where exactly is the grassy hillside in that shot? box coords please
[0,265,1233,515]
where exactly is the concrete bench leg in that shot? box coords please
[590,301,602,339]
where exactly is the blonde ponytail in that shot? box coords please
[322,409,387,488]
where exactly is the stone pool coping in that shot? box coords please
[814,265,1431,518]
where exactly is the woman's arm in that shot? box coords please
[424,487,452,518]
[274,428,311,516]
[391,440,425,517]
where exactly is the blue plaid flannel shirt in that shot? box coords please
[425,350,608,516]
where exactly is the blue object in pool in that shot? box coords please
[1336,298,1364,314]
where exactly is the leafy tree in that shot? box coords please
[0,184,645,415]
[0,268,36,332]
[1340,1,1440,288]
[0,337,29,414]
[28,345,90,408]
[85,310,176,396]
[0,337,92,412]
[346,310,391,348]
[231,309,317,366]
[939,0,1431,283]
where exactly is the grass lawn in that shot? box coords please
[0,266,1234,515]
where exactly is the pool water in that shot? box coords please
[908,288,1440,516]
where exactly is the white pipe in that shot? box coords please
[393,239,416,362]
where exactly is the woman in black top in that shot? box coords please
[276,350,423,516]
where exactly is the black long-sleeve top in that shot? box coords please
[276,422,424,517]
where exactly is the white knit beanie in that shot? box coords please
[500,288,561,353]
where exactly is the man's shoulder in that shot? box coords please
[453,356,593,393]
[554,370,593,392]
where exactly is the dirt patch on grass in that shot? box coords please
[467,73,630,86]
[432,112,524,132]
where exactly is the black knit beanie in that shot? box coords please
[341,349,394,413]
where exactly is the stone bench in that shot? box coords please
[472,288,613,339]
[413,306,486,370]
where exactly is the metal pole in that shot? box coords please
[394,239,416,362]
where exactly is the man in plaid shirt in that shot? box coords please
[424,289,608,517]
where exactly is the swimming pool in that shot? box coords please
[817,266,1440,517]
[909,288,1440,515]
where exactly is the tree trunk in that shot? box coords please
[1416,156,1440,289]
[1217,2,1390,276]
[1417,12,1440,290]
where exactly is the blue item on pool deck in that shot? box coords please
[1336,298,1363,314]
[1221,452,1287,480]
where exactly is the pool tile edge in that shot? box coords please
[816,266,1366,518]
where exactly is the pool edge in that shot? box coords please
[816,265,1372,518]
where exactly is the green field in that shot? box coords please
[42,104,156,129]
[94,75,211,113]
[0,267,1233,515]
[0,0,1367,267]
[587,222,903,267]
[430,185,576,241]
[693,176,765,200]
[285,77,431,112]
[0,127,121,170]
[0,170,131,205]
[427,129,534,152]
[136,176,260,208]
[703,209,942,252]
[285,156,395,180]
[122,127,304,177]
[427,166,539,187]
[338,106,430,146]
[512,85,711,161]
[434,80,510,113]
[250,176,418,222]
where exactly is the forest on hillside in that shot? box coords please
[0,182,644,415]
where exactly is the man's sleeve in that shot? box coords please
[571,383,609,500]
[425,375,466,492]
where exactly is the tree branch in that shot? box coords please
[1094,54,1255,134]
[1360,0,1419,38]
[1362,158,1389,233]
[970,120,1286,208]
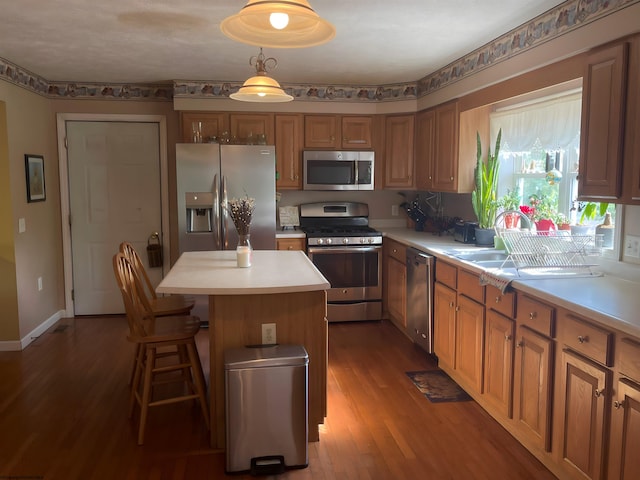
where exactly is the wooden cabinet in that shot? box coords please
[181,112,228,143]
[305,115,339,148]
[415,109,436,190]
[433,281,457,371]
[513,325,554,452]
[304,115,373,149]
[432,101,459,191]
[578,40,628,201]
[384,239,407,329]
[230,113,274,145]
[483,309,515,418]
[622,35,640,203]
[384,114,415,189]
[179,112,274,144]
[609,378,640,480]
[415,101,486,193]
[275,114,303,189]
[555,349,610,480]
[276,237,305,251]
[342,116,372,148]
[455,294,485,392]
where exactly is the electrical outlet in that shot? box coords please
[391,205,399,216]
[37,277,43,291]
[262,323,276,345]
[624,234,640,258]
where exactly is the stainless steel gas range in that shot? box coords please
[299,202,382,323]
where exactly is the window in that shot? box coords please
[490,89,615,246]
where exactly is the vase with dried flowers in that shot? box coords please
[227,195,255,267]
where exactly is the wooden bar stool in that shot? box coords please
[112,253,210,445]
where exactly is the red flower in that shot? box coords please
[519,205,535,217]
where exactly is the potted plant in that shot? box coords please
[471,129,502,246]
[497,188,521,229]
[527,194,557,235]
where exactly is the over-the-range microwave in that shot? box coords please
[303,150,374,190]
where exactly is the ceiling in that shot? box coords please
[0,0,564,86]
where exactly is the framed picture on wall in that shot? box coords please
[25,154,46,202]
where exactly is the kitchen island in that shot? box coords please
[157,250,330,449]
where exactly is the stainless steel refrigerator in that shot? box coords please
[176,144,276,254]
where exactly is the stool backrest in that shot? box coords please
[112,252,154,340]
[119,242,157,300]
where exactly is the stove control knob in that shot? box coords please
[360,238,366,244]
[343,238,349,244]
[317,238,324,245]
[368,237,375,244]
[326,238,332,244]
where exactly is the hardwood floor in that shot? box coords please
[0,317,556,479]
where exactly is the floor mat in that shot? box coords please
[406,369,472,403]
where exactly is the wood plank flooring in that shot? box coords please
[0,317,556,479]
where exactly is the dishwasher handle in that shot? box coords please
[406,248,433,266]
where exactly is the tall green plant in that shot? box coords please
[471,129,502,229]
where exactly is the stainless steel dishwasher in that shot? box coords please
[406,248,434,353]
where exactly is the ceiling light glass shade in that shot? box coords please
[221,0,335,48]
[230,74,293,102]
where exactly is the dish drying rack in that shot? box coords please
[495,211,603,275]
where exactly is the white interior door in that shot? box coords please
[66,121,162,315]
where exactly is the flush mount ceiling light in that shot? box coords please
[220,0,335,48]
[230,48,294,103]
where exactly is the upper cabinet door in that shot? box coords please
[579,42,628,200]
[432,101,460,192]
[341,116,372,149]
[230,113,275,145]
[415,109,436,190]
[181,112,228,143]
[275,114,303,189]
[304,115,340,149]
[384,114,415,189]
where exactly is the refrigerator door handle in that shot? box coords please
[213,173,221,250]
[221,175,228,250]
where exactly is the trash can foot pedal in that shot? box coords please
[250,456,285,476]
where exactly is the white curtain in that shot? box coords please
[490,92,582,153]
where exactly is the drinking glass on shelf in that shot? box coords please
[192,122,202,143]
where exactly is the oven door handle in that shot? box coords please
[308,245,381,255]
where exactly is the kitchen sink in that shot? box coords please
[473,259,517,269]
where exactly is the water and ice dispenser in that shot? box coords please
[185,192,213,233]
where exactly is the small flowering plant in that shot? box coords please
[226,195,255,236]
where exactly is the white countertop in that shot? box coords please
[382,228,640,339]
[157,250,329,296]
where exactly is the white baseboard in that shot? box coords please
[0,310,66,352]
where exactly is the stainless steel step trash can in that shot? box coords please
[225,344,309,475]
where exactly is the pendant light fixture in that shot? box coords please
[230,48,293,103]
[221,0,335,48]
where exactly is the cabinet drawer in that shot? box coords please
[619,337,640,383]
[516,294,555,337]
[486,285,515,318]
[386,240,406,263]
[560,313,613,366]
[458,269,484,303]
[435,260,457,289]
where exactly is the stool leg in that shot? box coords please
[129,342,145,418]
[138,346,156,445]
[186,341,210,428]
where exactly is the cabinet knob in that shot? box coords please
[287,246,293,250]
[505,334,512,341]
[449,302,454,308]
[614,400,624,409]
[428,175,432,180]
[455,306,460,312]
[529,312,537,320]
[577,335,589,344]
[495,296,501,303]
[516,340,524,348]
[594,388,604,398]
[330,135,335,141]
[450,176,454,181]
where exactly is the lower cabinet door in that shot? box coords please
[609,378,640,480]
[513,326,554,452]
[455,294,485,392]
[556,349,611,480]
[483,310,514,418]
[433,282,456,371]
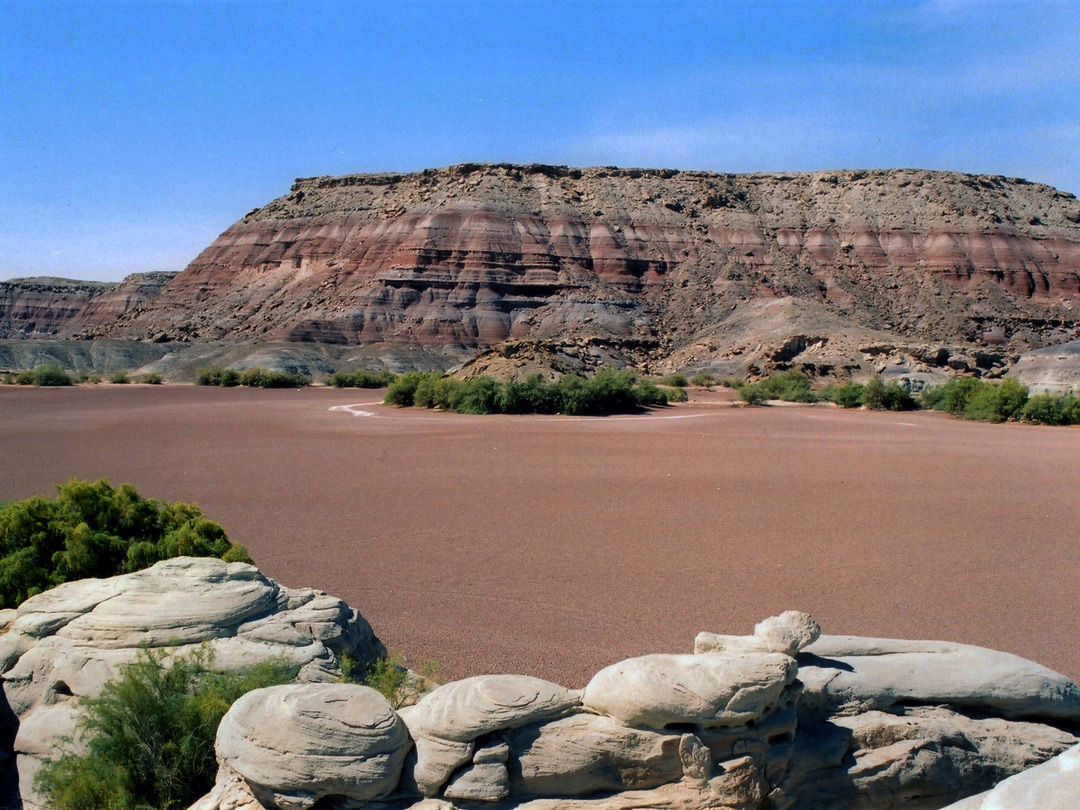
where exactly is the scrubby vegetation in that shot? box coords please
[341,651,440,710]
[195,366,309,388]
[108,371,130,384]
[689,373,718,387]
[385,368,671,415]
[919,376,1080,425]
[142,373,163,385]
[194,366,240,386]
[36,648,297,810]
[328,369,397,388]
[0,478,252,608]
[655,373,688,387]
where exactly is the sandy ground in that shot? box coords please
[1,384,1078,687]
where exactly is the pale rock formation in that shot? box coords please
[939,742,1080,809]
[694,610,821,657]
[582,651,798,729]
[215,683,410,810]
[399,675,580,796]
[798,635,1080,722]
[0,557,384,809]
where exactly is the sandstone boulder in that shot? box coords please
[582,652,798,729]
[939,742,1080,809]
[696,611,821,657]
[216,683,410,810]
[0,557,384,809]
[798,635,1080,723]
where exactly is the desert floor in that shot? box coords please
[2,384,1078,686]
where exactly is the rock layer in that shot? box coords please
[81,164,1080,376]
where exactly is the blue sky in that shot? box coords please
[2,0,1078,282]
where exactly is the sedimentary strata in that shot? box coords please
[72,164,1080,378]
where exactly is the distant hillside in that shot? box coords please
[11,164,1080,379]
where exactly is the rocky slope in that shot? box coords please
[0,272,176,340]
[82,164,1080,378]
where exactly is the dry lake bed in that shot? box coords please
[2,384,1078,686]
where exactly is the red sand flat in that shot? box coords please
[2,385,1077,687]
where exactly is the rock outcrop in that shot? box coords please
[939,742,1080,809]
[76,164,1080,378]
[0,557,384,809]
[193,609,1080,810]
[0,273,175,340]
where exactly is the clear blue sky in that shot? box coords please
[2,0,1078,282]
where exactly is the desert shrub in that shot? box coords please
[0,478,251,608]
[936,376,984,414]
[32,364,73,386]
[343,652,440,710]
[496,375,559,414]
[689,373,717,387]
[142,373,163,385]
[962,378,1028,423]
[35,648,297,810]
[919,384,947,410]
[821,382,865,408]
[328,369,396,388]
[1021,392,1080,426]
[656,373,688,388]
[108,371,130,384]
[750,370,817,403]
[238,367,310,388]
[738,385,769,405]
[860,376,917,411]
[194,366,240,387]
[385,371,442,407]
[663,385,689,403]
[76,372,102,384]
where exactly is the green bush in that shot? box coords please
[35,648,298,810]
[76,372,102,384]
[238,367,310,388]
[663,386,689,403]
[194,366,240,387]
[343,651,440,710]
[1021,392,1080,425]
[656,374,688,388]
[689,373,717,387]
[861,376,917,411]
[738,384,769,405]
[385,368,669,415]
[0,478,251,608]
[328,369,397,388]
[108,371,130,384]
[32,364,73,386]
[962,378,1028,423]
[821,382,865,408]
[142,373,163,385]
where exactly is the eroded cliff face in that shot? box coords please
[0,273,176,339]
[72,165,1080,372]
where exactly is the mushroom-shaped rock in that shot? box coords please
[799,635,1080,723]
[216,683,410,810]
[695,610,820,657]
[399,675,580,796]
[583,652,797,729]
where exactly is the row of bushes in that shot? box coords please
[328,369,398,388]
[385,369,672,415]
[731,370,918,411]
[919,376,1080,425]
[195,366,310,388]
[0,478,252,608]
[0,365,163,386]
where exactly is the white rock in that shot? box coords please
[509,713,684,797]
[443,761,510,802]
[695,611,820,657]
[0,557,384,810]
[938,743,1080,809]
[583,652,797,729]
[405,675,581,742]
[800,635,1080,723]
[216,683,410,809]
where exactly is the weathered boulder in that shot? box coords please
[695,610,821,657]
[939,742,1080,809]
[216,683,410,810]
[798,635,1080,723]
[399,675,581,796]
[0,557,384,809]
[780,706,1078,809]
[582,651,798,729]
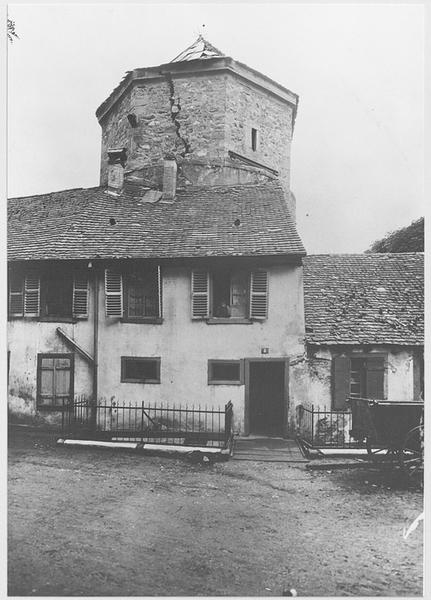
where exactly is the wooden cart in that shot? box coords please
[348,397,424,482]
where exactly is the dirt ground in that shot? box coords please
[8,427,423,597]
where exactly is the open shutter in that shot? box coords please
[249,270,268,319]
[73,274,88,318]
[105,269,123,317]
[191,270,209,318]
[365,357,385,400]
[24,273,40,317]
[333,355,350,410]
[9,273,24,317]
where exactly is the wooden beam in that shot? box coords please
[56,327,94,364]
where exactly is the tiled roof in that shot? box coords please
[303,253,424,346]
[8,181,305,261]
[170,36,225,63]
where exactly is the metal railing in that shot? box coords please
[296,404,360,448]
[62,396,233,450]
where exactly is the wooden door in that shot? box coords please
[248,361,285,436]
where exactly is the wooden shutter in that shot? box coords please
[9,273,24,317]
[333,355,350,410]
[73,274,88,318]
[191,270,209,318]
[24,273,40,317]
[365,357,385,400]
[249,270,268,319]
[105,269,123,317]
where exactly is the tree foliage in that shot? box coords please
[8,18,19,43]
[367,217,424,253]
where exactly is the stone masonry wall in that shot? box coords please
[99,71,294,198]
[100,73,227,186]
[225,77,293,196]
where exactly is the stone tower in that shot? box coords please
[96,36,299,218]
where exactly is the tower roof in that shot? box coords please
[170,35,225,63]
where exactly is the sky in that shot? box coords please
[7,3,425,254]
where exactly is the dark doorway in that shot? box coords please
[248,360,286,436]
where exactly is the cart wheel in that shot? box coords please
[399,425,424,484]
[366,437,392,463]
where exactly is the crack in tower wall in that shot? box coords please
[164,72,192,158]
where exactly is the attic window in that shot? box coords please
[251,128,258,152]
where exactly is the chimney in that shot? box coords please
[161,155,177,202]
[107,148,127,194]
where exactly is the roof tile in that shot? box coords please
[8,181,305,261]
[303,253,424,346]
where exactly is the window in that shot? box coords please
[8,269,88,320]
[333,354,385,410]
[251,128,258,151]
[191,269,268,321]
[121,357,161,383]
[41,270,73,319]
[208,360,244,385]
[37,354,74,410]
[105,267,162,322]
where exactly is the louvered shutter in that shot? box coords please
[365,357,385,400]
[249,270,268,319]
[24,273,40,317]
[9,273,24,317]
[105,269,123,317]
[191,270,209,318]
[73,274,88,318]
[333,356,350,410]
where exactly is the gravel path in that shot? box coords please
[8,428,423,596]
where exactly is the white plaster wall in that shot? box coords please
[8,262,305,433]
[97,263,305,433]
[8,294,94,423]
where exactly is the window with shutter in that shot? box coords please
[249,270,268,319]
[105,269,123,317]
[24,274,40,317]
[191,270,209,318]
[333,354,386,409]
[8,272,24,317]
[73,274,89,318]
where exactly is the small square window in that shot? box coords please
[208,360,243,385]
[121,357,161,383]
[251,128,258,151]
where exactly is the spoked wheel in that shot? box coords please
[366,437,395,464]
[399,425,424,485]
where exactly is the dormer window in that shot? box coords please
[251,128,258,152]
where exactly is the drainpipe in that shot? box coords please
[92,267,99,428]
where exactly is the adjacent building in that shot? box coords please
[298,253,424,411]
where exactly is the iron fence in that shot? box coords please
[62,396,233,450]
[297,403,361,448]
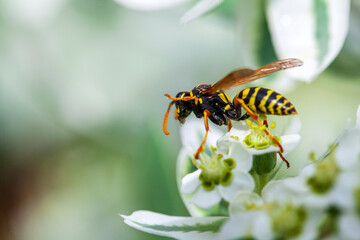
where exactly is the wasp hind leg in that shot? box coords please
[194,110,211,160]
[234,98,290,168]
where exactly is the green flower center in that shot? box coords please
[243,119,281,150]
[268,202,307,238]
[306,156,340,194]
[196,146,236,191]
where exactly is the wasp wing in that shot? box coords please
[204,58,303,95]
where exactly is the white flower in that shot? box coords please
[179,120,255,210]
[178,119,301,211]
[221,183,322,240]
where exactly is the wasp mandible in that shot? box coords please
[162,58,303,168]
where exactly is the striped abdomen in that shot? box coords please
[235,87,297,115]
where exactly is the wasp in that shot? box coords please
[162,58,303,168]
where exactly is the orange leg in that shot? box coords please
[263,119,268,128]
[162,101,175,135]
[234,99,289,167]
[228,119,232,131]
[164,94,197,102]
[194,110,211,159]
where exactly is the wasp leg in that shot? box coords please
[263,119,269,128]
[228,119,232,131]
[278,151,290,169]
[234,99,289,167]
[239,113,250,121]
[194,110,211,159]
[163,101,175,135]
[234,99,283,152]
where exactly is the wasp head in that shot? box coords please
[175,91,194,124]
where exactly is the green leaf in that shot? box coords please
[121,210,227,240]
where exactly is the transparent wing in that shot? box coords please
[204,58,303,95]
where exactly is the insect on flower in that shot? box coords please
[163,59,303,168]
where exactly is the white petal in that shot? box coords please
[338,212,360,240]
[218,171,255,202]
[267,0,350,82]
[181,119,223,153]
[262,164,313,204]
[220,211,272,240]
[190,186,222,209]
[180,0,224,24]
[281,134,301,154]
[245,145,279,156]
[252,211,273,240]
[181,169,202,194]
[228,142,253,172]
[228,191,263,216]
[121,210,226,240]
[329,171,358,209]
[216,121,250,154]
[114,0,190,11]
[283,116,302,135]
[335,128,360,170]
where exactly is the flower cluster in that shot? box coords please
[121,106,360,240]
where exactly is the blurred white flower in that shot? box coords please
[267,0,350,82]
[3,0,65,27]
[222,185,321,240]
[113,0,190,11]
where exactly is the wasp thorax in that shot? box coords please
[175,91,193,124]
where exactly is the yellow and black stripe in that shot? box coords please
[235,87,297,115]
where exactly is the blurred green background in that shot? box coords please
[0,0,359,240]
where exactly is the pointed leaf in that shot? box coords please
[121,211,226,240]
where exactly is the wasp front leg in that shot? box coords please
[194,110,212,160]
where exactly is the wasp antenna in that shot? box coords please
[163,101,175,135]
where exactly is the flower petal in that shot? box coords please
[181,119,223,154]
[181,169,202,194]
[228,191,263,216]
[228,142,253,172]
[180,0,224,24]
[267,0,350,82]
[262,165,313,204]
[283,116,302,135]
[218,171,255,202]
[335,127,360,170]
[281,134,301,154]
[220,210,272,240]
[338,212,360,240]
[121,210,226,240]
[190,186,222,209]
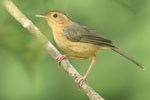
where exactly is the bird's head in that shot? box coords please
[36,10,73,29]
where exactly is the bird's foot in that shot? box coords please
[56,55,67,68]
[76,75,87,88]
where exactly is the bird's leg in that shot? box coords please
[56,55,89,67]
[56,55,96,88]
[78,55,96,88]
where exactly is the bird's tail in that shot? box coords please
[111,47,145,70]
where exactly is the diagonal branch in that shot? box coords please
[3,0,104,100]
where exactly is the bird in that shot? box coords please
[36,10,145,87]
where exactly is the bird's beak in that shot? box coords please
[35,14,46,18]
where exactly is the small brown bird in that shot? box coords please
[36,10,145,87]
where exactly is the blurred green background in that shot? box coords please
[0,0,149,100]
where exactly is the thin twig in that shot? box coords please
[3,0,104,100]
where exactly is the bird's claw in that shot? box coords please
[75,75,87,88]
[56,55,67,68]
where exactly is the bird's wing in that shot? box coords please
[63,23,115,47]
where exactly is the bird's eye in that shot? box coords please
[53,14,58,18]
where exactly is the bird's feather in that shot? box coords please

++++++

What are the lines from the one containing "where exactly is the bird's foot" to the end of the material above? Return them exactly, and only them.

**Task solution**
where exactly is the bird's foot in that shot? box coords please
[56,55,67,68]
[76,75,87,88]
where exactly is the bird's leg in that shot? box coords please
[56,55,89,67]
[56,55,96,88]
[78,55,96,88]
where exactly is the bird's tail in that shot? box coords please
[111,47,145,70]
where exactly is the diagonal branch in that shot? box coords please
[3,0,104,100]
where exactly is the bird in that shot? box coords please
[36,10,145,87]
where exactly is the bird's beak in that shot? box coords please
[35,14,46,18]
where exactly is the small brown bird in that shot? box coords please
[36,10,145,87]
where exactly is the blurred green background in that shot? box coords please
[0,0,149,100]
where exactly is the thin twig in that shot? box coords please
[3,0,104,100]
where exactly is the bird's claw in that shot? box coords please
[75,75,87,88]
[56,55,67,68]
where exactly is the bird's wing in that shot? box coords please
[63,23,115,47]
where exactly is the bird's eye in that shot? box coords please
[53,14,58,18]
where exactly is the bird's feather in that shot? box coords please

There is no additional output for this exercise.